▶ _REQUIRED WORK_: Could you print every one of the records below line for line, changing nothing?

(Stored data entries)
^^^^^^^^^^^^^^^^

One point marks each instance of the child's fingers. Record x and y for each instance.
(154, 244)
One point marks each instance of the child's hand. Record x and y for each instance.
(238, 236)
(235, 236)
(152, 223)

^^^^^^^^^^^^^^^^

▶ _EXERCISE ANSWER_:
One point marks each instance of the child's fingers. Record x and y for each instance.
(154, 244)
One point marks each instance of the child's hand. Record x and y for each instance.
(238, 236)
(235, 236)
(152, 223)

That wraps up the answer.